::: RECORDS SHOWN :::

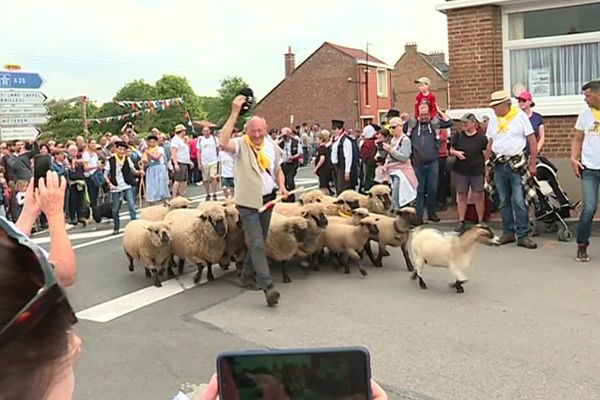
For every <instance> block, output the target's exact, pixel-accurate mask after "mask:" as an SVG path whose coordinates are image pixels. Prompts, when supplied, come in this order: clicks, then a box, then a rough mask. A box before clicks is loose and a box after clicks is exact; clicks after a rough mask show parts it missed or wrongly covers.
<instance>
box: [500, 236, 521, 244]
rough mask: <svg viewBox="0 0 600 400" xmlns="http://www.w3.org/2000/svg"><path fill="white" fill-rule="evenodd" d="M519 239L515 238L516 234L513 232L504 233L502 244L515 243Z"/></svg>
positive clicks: (501, 241)
mask: <svg viewBox="0 0 600 400" xmlns="http://www.w3.org/2000/svg"><path fill="white" fill-rule="evenodd" d="M516 241H517V240H516V239H515V235H513V234H511V233H505V234H504V235H502V237H501V238H500V245H503V244H508V243H514V242H516Z"/></svg>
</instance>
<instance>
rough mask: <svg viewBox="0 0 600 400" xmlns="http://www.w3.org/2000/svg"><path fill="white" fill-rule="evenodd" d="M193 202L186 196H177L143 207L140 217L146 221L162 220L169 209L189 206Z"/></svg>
mask: <svg viewBox="0 0 600 400" xmlns="http://www.w3.org/2000/svg"><path fill="white" fill-rule="evenodd" d="M190 204H191V202H190V201H189V200H188V199H187V198H185V197H181V196H178V197H175V198H174V199H171V200H168V201H165V202H164V203H163V204H157V205H154V206H150V207H146V208H142V209H141V210H140V213H139V218H140V219H145V220H146V221H162V220H163V219H165V216H166V215H167V214H168V213H169V211H172V210H176V209H178V208H189V206H190Z"/></svg>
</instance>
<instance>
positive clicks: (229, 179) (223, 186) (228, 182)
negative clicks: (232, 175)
mask: <svg viewBox="0 0 600 400" xmlns="http://www.w3.org/2000/svg"><path fill="white" fill-rule="evenodd" d="M233 181H234V179H233V178H221V182H222V186H223V187H224V188H233V187H235V185H234V183H233Z"/></svg>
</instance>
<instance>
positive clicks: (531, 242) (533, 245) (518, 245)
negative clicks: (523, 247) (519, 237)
mask: <svg viewBox="0 0 600 400" xmlns="http://www.w3.org/2000/svg"><path fill="white" fill-rule="evenodd" d="M517 246H521V247H525V248H526V249H537V244H536V243H535V242H534V241H533V240H531V239H529V238H528V237H525V238H522V239H519V240H518V241H517Z"/></svg>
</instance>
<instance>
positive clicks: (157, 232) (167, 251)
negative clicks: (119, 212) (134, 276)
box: [123, 219, 171, 287]
mask: <svg viewBox="0 0 600 400" xmlns="http://www.w3.org/2000/svg"><path fill="white" fill-rule="evenodd" d="M123 251H124V252H125V255H126V256H127V259H128V260H129V270H130V271H132V272H133V268H134V267H133V260H139V261H141V263H142V264H143V265H144V268H145V270H146V277H148V278H149V277H150V276H151V272H152V274H153V275H154V286H156V287H161V286H162V285H161V283H160V280H159V278H158V273H159V272H162V271H163V270H164V268H165V267H166V266H167V264H168V262H169V260H170V258H171V226H170V224H169V223H168V222H164V221H158V222H152V221H144V220H140V219H138V220H134V221H131V222H129V223H128V224H127V226H126V227H125V230H124V231H123Z"/></svg>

:::

▶ _WORK TASK_
Output all the data above verbatim, leaving out images.

▶ _WRITTEN SOLUTION_
For every <instance> block, output the target's exact, pixel-accurate mask after "mask:" as an SVG path whose coordinates are image pixels. Prompts, when supplied, come in this order: clicks, then a box, then a rough mask. A box before clicks is loose and a box after clicks is exact; clicks after a rough mask show parts it missed or wrongly covers.
<instance>
box: [500, 236, 521, 244]
rough mask: <svg viewBox="0 0 600 400" xmlns="http://www.w3.org/2000/svg"><path fill="white" fill-rule="evenodd" d="M519 239L515 238L516 234L513 232L504 233L502 244L515 243Z"/></svg>
positive clicks: (501, 241)
mask: <svg viewBox="0 0 600 400" xmlns="http://www.w3.org/2000/svg"><path fill="white" fill-rule="evenodd" d="M516 241H517V240H516V239H515V235H513V234H511V233H505V234H504V235H502V237H501V238H500V245H503V244H508V243H514V242H516Z"/></svg>
</instance>
<instance>
rough mask: <svg viewBox="0 0 600 400" xmlns="http://www.w3.org/2000/svg"><path fill="white" fill-rule="evenodd" d="M193 202L186 196H177L143 207L140 217L146 221L162 220L169 209L189 206Z"/></svg>
mask: <svg viewBox="0 0 600 400" xmlns="http://www.w3.org/2000/svg"><path fill="white" fill-rule="evenodd" d="M190 204H191V202H190V201H189V200H188V199H187V198H185V197H181V196H178V197H175V198H174V199H171V200H168V201H165V202H164V203H163V204H157V205H154V206H150V207H146V208H142V209H141V210H140V213H139V218H140V219H145V220H146V221H162V220H163V219H165V216H166V215H167V214H168V213H169V211H172V210H176V209H178V208H189V206H190Z"/></svg>
</instance>
<instance>
positive clicks: (229, 179) (223, 186) (228, 182)
negative clicks: (232, 175)
mask: <svg viewBox="0 0 600 400" xmlns="http://www.w3.org/2000/svg"><path fill="white" fill-rule="evenodd" d="M233 181H234V179H233V178H221V182H222V186H223V187H224V188H233V187H235V185H234V183H233Z"/></svg>
</instance>
<instance>
positive clicks: (531, 242) (533, 245) (518, 245)
negative clicks: (523, 247) (519, 237)
mask: <svg viewBox="0 0 600 400" xmlns="http://www.w3.org/2000/svg"><path fill="white" fill-rule="evenodd" d="M517 246H521V247H525V248H526V249H537V244H536V243H535V242H534V241H533V240H531V239H529V238H528V237H525V238H522V239H519V240H518V241H517Z"/></svg>
</instance>
<instance>
positive clicks: (157, 232) (167, 251)
negative clicks: (119, 212) (134, 276)
box: [123, 219, 171, 287]
mask: <svg viewBox="0 0 600 400" xmlns="http://www.w3.org/2000/svg"><path fill="white" fill-rule="evenodd" d="M123 251H124V252H125V255H126V256H127V259H128V260H129V270H130V271H132V272H133V268H134V267H133V260H139V261H141V263H142V264H143V265H144V268H145V270H146V277H148V278H149V277H150V276H151V272H152V274H153V275H154V286H156V287H161V286H162V285H161V283H160V280H159V278H158V273H159V272H162V271H163V270H164V268H165V267H166V266H167V264H168V262H169V260H170V258H171V226H170V224H169V223H168V222H164V221H158V222H152V221H144V220H140V219H138V220H134V221H131V222H129V223H128V224H127V226H126V227H125V230H124V231H123Z"/></svg>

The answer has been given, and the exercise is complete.